## EXERCISE INSTRUCTIONS
In the records below, copy the lines starting with the one that contains "Segmentation task: determine" and going through the one that contains "7L787 0H713L678 85L740", both included, without changing a character.
----
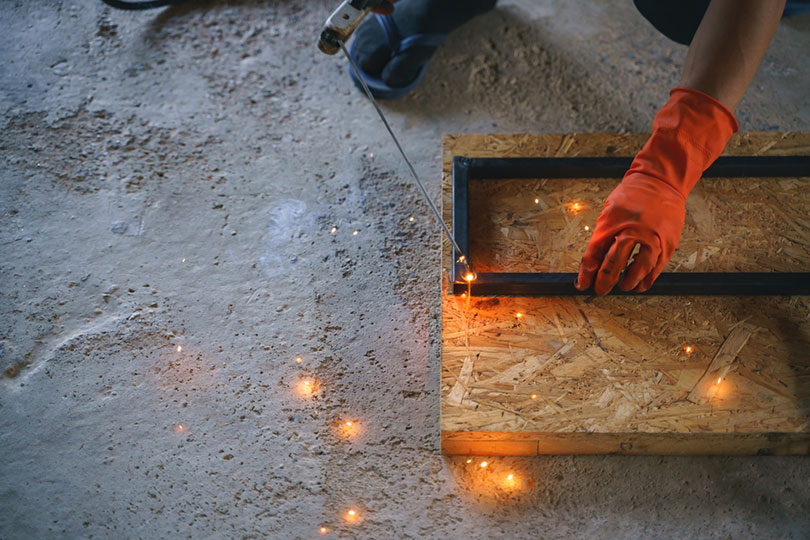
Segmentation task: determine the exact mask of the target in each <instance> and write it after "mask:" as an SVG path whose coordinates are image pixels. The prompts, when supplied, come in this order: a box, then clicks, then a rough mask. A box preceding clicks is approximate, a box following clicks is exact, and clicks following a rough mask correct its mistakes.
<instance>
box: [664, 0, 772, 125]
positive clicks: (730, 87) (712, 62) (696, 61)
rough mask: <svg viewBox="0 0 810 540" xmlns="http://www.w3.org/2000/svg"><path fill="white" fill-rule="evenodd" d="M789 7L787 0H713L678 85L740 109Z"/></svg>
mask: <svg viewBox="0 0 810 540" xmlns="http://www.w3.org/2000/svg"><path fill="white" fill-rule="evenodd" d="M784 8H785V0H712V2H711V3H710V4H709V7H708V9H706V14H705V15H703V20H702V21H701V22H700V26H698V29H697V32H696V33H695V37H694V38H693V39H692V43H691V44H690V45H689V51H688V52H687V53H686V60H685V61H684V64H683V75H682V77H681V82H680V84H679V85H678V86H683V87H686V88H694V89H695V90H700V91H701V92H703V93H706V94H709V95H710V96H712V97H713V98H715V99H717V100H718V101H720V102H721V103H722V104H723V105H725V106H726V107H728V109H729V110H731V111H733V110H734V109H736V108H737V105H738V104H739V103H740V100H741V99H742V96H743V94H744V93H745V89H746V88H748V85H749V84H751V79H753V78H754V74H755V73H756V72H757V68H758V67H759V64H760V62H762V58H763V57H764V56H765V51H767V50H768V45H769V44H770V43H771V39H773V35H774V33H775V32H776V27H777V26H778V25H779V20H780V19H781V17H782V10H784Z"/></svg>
----
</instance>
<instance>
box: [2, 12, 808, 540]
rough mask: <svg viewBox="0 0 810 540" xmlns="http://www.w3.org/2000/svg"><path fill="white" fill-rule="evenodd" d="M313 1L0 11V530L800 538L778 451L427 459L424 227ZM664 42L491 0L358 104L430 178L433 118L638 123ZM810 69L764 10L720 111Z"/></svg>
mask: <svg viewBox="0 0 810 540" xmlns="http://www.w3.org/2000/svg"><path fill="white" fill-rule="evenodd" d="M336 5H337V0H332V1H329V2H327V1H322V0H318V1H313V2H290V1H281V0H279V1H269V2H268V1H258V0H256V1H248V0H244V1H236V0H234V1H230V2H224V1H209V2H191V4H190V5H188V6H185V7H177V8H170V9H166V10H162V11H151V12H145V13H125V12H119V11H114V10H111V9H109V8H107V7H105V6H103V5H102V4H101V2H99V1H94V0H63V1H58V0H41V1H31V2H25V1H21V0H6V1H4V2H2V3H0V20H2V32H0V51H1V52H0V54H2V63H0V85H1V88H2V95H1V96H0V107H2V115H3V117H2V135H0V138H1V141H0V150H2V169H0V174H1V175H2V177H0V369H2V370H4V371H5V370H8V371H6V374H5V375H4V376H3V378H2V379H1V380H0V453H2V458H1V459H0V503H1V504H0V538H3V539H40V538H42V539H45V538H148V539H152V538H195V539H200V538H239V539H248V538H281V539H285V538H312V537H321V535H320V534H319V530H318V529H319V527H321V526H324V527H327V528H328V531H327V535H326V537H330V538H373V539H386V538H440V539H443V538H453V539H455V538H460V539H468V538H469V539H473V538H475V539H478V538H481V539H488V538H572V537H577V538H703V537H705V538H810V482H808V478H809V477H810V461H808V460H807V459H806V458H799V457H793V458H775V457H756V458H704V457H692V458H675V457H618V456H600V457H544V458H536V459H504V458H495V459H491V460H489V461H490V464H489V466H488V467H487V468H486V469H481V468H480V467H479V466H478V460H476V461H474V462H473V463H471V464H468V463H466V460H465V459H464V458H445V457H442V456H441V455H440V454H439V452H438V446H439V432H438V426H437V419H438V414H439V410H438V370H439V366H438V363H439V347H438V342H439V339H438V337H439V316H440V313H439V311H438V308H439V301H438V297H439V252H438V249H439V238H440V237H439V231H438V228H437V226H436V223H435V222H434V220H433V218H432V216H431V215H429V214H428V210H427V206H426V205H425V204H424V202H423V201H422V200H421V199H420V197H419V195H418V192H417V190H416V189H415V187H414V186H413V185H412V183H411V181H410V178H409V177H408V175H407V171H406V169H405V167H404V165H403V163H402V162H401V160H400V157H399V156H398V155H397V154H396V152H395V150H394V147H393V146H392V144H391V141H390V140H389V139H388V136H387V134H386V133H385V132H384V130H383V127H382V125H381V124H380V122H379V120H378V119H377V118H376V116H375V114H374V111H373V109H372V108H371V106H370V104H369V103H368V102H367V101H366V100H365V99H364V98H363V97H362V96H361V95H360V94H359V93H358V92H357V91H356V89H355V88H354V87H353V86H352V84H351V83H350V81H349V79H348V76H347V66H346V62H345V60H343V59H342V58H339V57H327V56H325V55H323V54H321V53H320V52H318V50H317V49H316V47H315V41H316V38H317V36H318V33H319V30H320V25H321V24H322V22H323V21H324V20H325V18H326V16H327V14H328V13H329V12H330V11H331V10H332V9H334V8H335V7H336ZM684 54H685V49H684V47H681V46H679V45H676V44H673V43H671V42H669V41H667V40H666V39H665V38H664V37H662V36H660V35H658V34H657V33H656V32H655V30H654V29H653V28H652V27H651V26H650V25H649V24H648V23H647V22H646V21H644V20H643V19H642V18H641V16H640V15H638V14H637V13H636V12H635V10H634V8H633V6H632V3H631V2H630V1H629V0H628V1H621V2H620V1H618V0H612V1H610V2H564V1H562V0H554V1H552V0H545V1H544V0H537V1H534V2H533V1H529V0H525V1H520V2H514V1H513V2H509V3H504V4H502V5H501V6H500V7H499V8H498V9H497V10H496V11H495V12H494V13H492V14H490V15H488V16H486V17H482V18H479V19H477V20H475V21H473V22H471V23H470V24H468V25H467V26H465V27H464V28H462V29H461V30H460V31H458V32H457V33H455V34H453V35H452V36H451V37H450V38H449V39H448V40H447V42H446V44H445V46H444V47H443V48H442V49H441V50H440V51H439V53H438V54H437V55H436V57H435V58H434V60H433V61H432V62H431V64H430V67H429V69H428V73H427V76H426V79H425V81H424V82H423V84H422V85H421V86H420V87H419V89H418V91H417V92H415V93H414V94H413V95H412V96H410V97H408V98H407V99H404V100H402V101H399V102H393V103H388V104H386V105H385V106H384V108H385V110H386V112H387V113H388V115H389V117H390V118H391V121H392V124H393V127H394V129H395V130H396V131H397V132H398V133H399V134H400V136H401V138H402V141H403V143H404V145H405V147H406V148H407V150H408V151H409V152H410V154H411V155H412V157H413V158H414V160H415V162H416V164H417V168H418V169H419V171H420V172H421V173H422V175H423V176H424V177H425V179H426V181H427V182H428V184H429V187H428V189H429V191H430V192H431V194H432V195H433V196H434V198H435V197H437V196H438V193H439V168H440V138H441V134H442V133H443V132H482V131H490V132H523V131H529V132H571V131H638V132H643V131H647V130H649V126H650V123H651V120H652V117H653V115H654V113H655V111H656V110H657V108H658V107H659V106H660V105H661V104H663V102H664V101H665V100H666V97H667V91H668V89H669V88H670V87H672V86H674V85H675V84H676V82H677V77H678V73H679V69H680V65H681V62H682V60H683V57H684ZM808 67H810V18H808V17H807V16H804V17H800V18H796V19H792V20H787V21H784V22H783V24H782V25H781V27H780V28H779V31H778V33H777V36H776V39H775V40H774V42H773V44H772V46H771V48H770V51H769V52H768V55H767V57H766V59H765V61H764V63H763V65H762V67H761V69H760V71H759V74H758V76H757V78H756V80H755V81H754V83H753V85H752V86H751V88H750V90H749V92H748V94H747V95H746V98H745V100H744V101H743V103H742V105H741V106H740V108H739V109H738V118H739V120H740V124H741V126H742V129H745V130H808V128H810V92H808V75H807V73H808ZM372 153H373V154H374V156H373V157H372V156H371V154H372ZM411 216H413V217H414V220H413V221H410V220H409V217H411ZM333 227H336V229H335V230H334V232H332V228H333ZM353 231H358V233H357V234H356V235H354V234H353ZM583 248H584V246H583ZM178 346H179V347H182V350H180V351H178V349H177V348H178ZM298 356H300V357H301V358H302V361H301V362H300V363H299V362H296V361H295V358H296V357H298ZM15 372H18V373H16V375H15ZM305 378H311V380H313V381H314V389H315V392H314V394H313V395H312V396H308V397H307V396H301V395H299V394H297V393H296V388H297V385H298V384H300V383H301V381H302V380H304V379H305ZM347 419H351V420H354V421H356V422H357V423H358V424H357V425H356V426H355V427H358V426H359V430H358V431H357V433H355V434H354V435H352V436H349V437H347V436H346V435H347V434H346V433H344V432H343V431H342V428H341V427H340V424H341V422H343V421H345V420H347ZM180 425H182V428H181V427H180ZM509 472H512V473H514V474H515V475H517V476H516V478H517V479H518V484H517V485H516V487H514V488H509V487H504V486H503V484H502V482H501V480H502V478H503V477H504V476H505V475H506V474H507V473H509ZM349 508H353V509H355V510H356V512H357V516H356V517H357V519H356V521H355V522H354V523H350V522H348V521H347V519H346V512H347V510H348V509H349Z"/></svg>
----
## WRITTEN ANSWER
Segmentation task: determine the exact mask of the target in each <instance> and write it after "mask:" as an SVG path whose coordinates are image pixels. The prompts, when supplied, come in this order: a box, then clicks, then a rough mask. A box preceding clicks is approximate, a box following clicks is exact, and clicks following a rough mask correct its mistakes.
<instance>
box: [664, 0, 772, 125]
positive clicks: (730, 87) (712, 62) (696, 61)
rough mask: <svg viewBox="0 0 810 540" xmlns="http://www.w3.org/2000/svg"><path fill="white" fill-rule="evenodd" d="M789 7L787 0H713L678 85L740 109Z"/></svg>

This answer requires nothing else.